= PROBLEM STATEMENT =
Transcribe every entry exactly, leaving out any pictures.

★ ★ ★ ★ ★ ★ ★

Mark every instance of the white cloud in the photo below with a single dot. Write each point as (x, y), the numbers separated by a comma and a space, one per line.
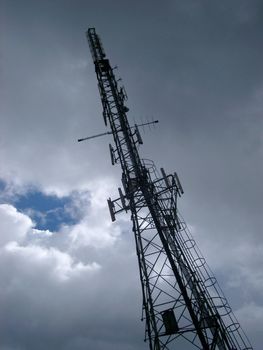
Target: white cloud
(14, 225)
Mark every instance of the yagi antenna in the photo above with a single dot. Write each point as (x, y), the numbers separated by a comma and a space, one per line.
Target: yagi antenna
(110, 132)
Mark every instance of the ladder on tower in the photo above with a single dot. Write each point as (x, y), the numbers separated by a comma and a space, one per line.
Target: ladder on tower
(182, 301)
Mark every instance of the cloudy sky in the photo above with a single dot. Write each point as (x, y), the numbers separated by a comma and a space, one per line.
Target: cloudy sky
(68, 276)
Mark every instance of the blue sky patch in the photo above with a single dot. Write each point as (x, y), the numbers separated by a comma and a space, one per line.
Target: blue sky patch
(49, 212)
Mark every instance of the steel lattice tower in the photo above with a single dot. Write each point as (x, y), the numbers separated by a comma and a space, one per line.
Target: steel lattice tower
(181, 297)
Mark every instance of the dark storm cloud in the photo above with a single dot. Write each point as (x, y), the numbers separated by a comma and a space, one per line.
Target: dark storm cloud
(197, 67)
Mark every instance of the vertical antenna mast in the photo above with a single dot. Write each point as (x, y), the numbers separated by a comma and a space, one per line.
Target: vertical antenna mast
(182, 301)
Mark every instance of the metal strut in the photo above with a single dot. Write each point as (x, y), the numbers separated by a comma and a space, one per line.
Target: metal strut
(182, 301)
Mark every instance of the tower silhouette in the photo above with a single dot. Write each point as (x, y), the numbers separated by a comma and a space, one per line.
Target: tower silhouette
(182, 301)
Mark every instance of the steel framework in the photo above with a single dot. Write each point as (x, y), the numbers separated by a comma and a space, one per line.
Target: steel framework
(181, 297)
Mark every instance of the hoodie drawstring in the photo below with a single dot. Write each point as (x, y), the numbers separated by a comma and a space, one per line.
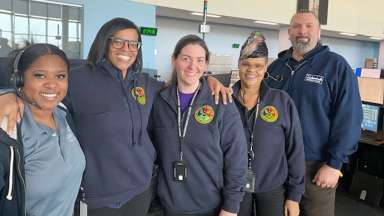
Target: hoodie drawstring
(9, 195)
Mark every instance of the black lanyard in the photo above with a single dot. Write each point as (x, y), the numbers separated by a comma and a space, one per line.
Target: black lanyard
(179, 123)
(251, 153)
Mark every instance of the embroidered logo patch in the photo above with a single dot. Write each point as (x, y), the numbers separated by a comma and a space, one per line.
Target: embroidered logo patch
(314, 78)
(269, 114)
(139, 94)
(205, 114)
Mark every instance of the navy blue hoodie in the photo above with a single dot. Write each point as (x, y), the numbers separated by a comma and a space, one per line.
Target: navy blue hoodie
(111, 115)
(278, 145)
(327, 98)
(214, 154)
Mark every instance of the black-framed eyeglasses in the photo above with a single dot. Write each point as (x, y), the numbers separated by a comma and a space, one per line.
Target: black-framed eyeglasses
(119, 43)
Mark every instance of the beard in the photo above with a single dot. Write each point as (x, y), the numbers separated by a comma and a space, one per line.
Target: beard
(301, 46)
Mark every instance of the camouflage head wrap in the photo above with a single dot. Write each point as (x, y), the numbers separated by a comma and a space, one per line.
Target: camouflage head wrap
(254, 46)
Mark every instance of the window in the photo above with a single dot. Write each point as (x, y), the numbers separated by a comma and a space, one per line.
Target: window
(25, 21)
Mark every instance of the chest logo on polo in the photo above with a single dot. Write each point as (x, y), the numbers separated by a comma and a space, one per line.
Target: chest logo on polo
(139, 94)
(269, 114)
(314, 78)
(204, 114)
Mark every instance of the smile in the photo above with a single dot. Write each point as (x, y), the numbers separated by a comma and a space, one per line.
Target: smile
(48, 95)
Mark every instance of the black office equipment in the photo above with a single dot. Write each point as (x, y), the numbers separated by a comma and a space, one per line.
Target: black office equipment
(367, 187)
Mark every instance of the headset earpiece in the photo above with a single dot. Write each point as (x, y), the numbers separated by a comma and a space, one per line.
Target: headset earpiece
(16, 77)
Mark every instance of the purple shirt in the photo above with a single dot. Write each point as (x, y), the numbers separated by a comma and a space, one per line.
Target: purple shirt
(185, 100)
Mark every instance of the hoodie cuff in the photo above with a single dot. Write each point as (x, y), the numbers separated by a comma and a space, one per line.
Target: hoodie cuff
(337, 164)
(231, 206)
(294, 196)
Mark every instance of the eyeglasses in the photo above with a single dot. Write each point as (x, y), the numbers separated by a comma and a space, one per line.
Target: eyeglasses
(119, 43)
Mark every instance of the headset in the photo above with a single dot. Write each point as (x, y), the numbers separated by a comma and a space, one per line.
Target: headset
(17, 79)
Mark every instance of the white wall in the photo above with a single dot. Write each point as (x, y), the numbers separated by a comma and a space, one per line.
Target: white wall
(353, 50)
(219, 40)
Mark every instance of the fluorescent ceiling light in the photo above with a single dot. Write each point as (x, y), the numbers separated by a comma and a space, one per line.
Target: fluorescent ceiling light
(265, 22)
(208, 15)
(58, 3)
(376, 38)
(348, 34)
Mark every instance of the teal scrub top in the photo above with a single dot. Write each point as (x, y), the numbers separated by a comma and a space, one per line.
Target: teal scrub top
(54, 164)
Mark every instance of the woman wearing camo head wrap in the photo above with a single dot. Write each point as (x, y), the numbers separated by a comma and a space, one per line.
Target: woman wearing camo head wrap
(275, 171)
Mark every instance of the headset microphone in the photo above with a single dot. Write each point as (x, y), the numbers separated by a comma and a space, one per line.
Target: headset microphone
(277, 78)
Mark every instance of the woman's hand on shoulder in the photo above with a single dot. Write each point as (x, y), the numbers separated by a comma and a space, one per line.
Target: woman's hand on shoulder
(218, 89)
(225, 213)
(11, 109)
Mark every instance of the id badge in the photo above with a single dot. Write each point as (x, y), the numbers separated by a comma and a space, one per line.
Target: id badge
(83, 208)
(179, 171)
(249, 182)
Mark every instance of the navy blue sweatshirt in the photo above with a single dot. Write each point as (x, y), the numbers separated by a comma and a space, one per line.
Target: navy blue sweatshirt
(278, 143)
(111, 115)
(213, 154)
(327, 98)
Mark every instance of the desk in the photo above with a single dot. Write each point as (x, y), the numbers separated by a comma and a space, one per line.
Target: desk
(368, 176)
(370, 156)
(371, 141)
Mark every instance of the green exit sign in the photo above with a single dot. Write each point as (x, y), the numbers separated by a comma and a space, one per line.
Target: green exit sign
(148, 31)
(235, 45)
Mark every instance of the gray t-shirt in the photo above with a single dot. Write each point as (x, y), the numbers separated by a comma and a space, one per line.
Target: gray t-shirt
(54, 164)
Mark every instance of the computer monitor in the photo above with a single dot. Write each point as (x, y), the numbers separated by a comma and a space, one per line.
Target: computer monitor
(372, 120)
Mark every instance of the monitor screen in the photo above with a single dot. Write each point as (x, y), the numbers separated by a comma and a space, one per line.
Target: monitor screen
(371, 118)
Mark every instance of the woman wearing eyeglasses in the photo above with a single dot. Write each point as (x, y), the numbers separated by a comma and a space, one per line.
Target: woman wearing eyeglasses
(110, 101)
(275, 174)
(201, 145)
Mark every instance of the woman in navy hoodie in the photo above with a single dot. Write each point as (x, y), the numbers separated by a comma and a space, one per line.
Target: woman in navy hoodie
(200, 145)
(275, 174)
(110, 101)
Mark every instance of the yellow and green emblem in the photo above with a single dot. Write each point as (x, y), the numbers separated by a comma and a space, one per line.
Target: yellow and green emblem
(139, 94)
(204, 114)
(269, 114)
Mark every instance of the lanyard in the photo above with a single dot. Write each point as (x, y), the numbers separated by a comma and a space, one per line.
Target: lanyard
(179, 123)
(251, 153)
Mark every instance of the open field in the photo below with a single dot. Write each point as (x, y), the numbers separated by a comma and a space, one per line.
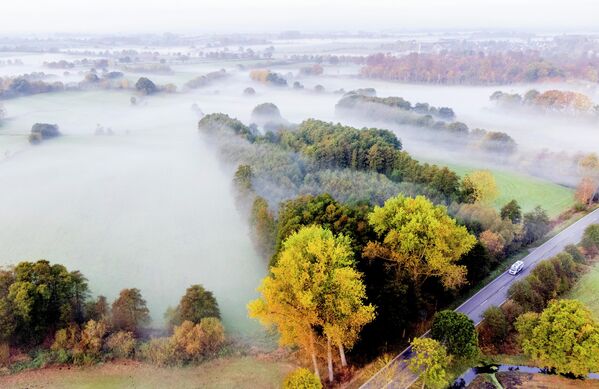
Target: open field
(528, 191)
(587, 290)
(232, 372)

★ ★ ★ ★ ★ ★ ★

= RESULT BELOW =
Mark every instance of the white cloud in the photo below with a single dot. Write each point as (x, y), the numbers separated by a comma and a space, one per line.
Target: white cloud
(14, 225)
Mark every instance of the yagi antenna in the photo above with a single dot. Write each point as (x, y), the numbers separated by a comma and a space, one per line.
Target: yagi antenna
(110, 132)
Mark every instance of the ladder on tower in the photo above with a single dot. Write each point as (x, y), the numbers separated by a comma and a space, one per line.
Target: ladder on tower
(182, 301)
Mark every instance of the cloudy sky in the photo above with a single dot. Write each point as (x, y), the numbers separated by a comma and a space, one per line.
Target: cloudy sky
(68, 276)
Mark every instance of the blue sky patch in the photo above with a single dot. Write each point as (x, y), the numbers separated by a comma and a space, one per line.
Target: blue sky patch
(49, 212)
Mark every instance of the steel lattice tower in the photo above with a single dot. Write each point as (x, y), the numbers separated by a comma and a space, one per line.
Target: steel lattice tower
(181, 297)
Mark every instance of the dark storm cloud in the photo above with a single dot. Write each point as (x, y), the numbers separated by a comma and a space, one per line.
Target: dark storm cloud
(197, 67)
Mark every instance of the vertical antenna mast in the photo above with a single dot. Write each point as (x, y), the numbers separated by a comma and a space, one per line.
Target: vertical antenna mast
(182, 301)
Mark every instance of the metal strut in the photo above with a single dot. Write each point as (x, y), the numbers separated by a comma and a space, one per line.
Target: metal strut
(182, 301)
Mark every instance of the tower silhouette in the photo above with a single dot. Write each point as (x, y), the numbers separated by a comma and a space, one per line.
Target: tower silhouette
(182, 301)
Mark every instance of the steel framework in the photo above with a single dot. Write each point as (x, y), the numbers separated by a comma and a space, one per line.
Target: steel framework
(181, 297)
Mark every instance of the hoodie drawstring in the photo below with a single dot. Write each point as (x, y), the numbers separated by a comma and a space, one per line.
Target: hoodie drawstring
(9, 195)
Mark every instance of the black lanyard in the photo above with a single dot. Write each point as (x, y), the numbers separated by a comma and a space, one per line.
Target: black lanyard
(179, 123)
(251, 153)
Mark every instance of the embroidered logo patch in the photo above with a single dot. Write each point as (x, y), the numbers separated by a comma and a space, one per line.
Target: embroidered logo patch
(314, 78)
(269, 114)
(139, 94)
(205, 114)
Mark every instance of the navy blue hoodie in the photo above with a single dot. Write each point as (x, y), the numbers separated by a comma and a space, one per line.
Target: navy blue hoodie
(111, 115)
(278, 145)
(327, 98)
(214, 154)
Mark every instance of the black-framed eyeglasses in the photo above with a single dot. Write each point as (x, y), the numbers separated by a comma and a space, one per line.
Target: black-framed eyeglasses
(119, 43)
Mark every instance of the beard in the photo above with a single dot. Write each point as (x, y), the numbers separated by a comma and a space, one per line.
Target: beard
(301, 46)
Mark every instance of the camouflage head wrap in the photo above with a single dot. Write each point as (x, y), the numbers separated by a comma and a space, one per line.
Target: camouflage head wrap
(254, 46)
Mark every instance of the window in the photo above with a single dot. Write each point as (x, y), the numbers separated by a comma and a space, one per line.
Target: window
(25, 21)
Mark every instance of the chest logo on polo in the photo above with a single dot. Write each point as (x, y), the numbers separated by a comma and a space, one per line.
Target: chest logo on polo
(139, 94)
(269, 114)
(314, 78)
(204, 114)
Mark every instance of the smile in the photo above with a single dot. Write each point as (x, y), the numbers separated by a comma and a space, one per line.
Target: smile
(48, 95)
Mark every instance of the black office equipment in the photo above with a single dot. Write each point as (x, y), the numbers separated by a comma and a space, one per line.
Target: black office equipment
(367, 187)
Mark every instance of the headset earpiece in the photo above with a single dot. Write each point as (x, y), the numbers separated by a comma and a space, one per line.
Target: headset earpiece
(16, 77)
Mark every instance of the purple shirt in the photo above with a single dot. Write each point as (x, y), the numbers separated by a comma and a space, one per line.
Target: purple shirt
(185, 100)
Mark every instance of the hoodie cuff in the photo above with a single dot. Write each point as (x, y), the numbers separated by a comma and a space, one per line.
Target: hoodie cuff
(337, 164)
(231, 206)
(294, 196)
Mark every instance of the eyeglasses in the photo above with a single dot. Write each point as (x, y), the numbers separated by a comma and a space, one per line.
Target: eyeglasses
(119, 43)
Mark every instance of the headset in the photo above with a single dot. Write each point as (x, y), the numbers separated by a comma and a space, one per line.
Target: headset
(17, 79)
Mark every instance of the white wall in the photo above with a single dot. Write each point as (x, y), the numbers separated by a comma and a space, one per line.
Target: white wall
(353, 50)
(219, 40)
Mark every instance of the fluorescent ceiling light in the photo above with a single dot. Write each point as (x, y), the numbers separated by a comma and a space, one per line.
Target: fluorescent ceiling light
(265, 22)
(208, 15)
(58, 3)
(376, 38)
(348, 34)
Mark every instance of the teal scrub top in the photo above with a single dot. Write each point as (x, y), the numbers separated by a comma and a space, one per line.
Target: teal scrub top
(54, 164)
Mark every instance of the woman wearing camo head wrap in the photo above with a single dot. Write each point as (x, y), the numbers separated by a comma and a space, one per line.
Target: woman wearing camo head wrap
(275, 171)
Mark every instance of the headset microphone in the photo above with a single dot. Write each point as (x, y), the numbers separated by a comma and a space, one per line.
Target: headset microphone
(277, 78)
Mark every instance of the woman's hand on shoulder in the photo above with a single dot. Write each point as (x, y), the numbers separated by a comma and a space, one per line.
Target: woman's hand on shoulder
(218, 89)
(225, 213)
(11, 109)
Mark every instance of the id badge in the photo above with a single dot. Write each point as (x, y), the numbers separated by a comma and a space, one per line.
Target: id badge
(83, 208)
(179, 171)
(249, 182)
Mark every instance of the navy blue sweatshirt in the photo above with a single dot. Write each point as (x, y), the numbers separated by a comma and a space, one per line.
Target: navy blue sweatshirt
(278, 143)
(111, 115)
(213, 154)
(327, 98)
Mark every instance of the desk in the photo above with a single dot. Write each point as (x, y), the numbers separated by a comma and a space, one per line.
Target: desk
(368, 176)
(370, 156)
(371, 141)
Mark every instance of the green exit sign in the photo above with a single dot. Write each point as (x, y), the numbers separated by a comma and a space, one per line.
Target: green exit sign
(148, 31)
(235, 45)
Mark every instance of the gray t-shirt in the photo above with a single dot. Write each point as (x, y), the numbers separated by a comma and a space, one per line.
Target: gray t-shirt
(54, 164)
Mark every instance of the computer monitor in the photo above with a single dot. Write each point as (x, y), the numbers separated by a comma and a space, one per line.
Target: computer monitor
(372, 120)
Mark every instance of the monitor screen in the photo above with a single dot. Write each point as (x, y), the numbers separated by a comma and a space, one per line.
Target: monitor screen
(371, 118)
Mark every instance of the woman wearing eyeglasses in the photo above with a single dot. Write each point as (x, y), the numbers separated by a comma and a space, one per line.
Target: woman wearing eyeglasses
(110, 101)
(275, 174)
(201, 145)
Mark every instance of the woman in navy hoodie in the photo above with a single dot. Write each point as (x, y), the numbers separated by a comma and a space, one per line.
Target: woman in navy hoodie
(200, 145)
(275, 174)
(110, 101)
Mark every instance of the yellow and green emblem in the photo above with a single dot. Write each point as (x, y), the numbers separated by a comma and a space, one per line.
Target: yellow and green emblem
(139, 94)
(204, 114)
(269, 114)
Mark every instance of the lanyard in the photo above with a single dot. Write each point as (x, y), the numbers separated by a comma and a space, one per line.
Target: lanyard
(179, 123)
(251, 153)
Mark every instance of the open field in the photo below with a single dot. Write each point as (x, y), the numbers separated by a comma and a space, one per line.
Target: open field
(528, 191)
(587, 290)
(232, 372)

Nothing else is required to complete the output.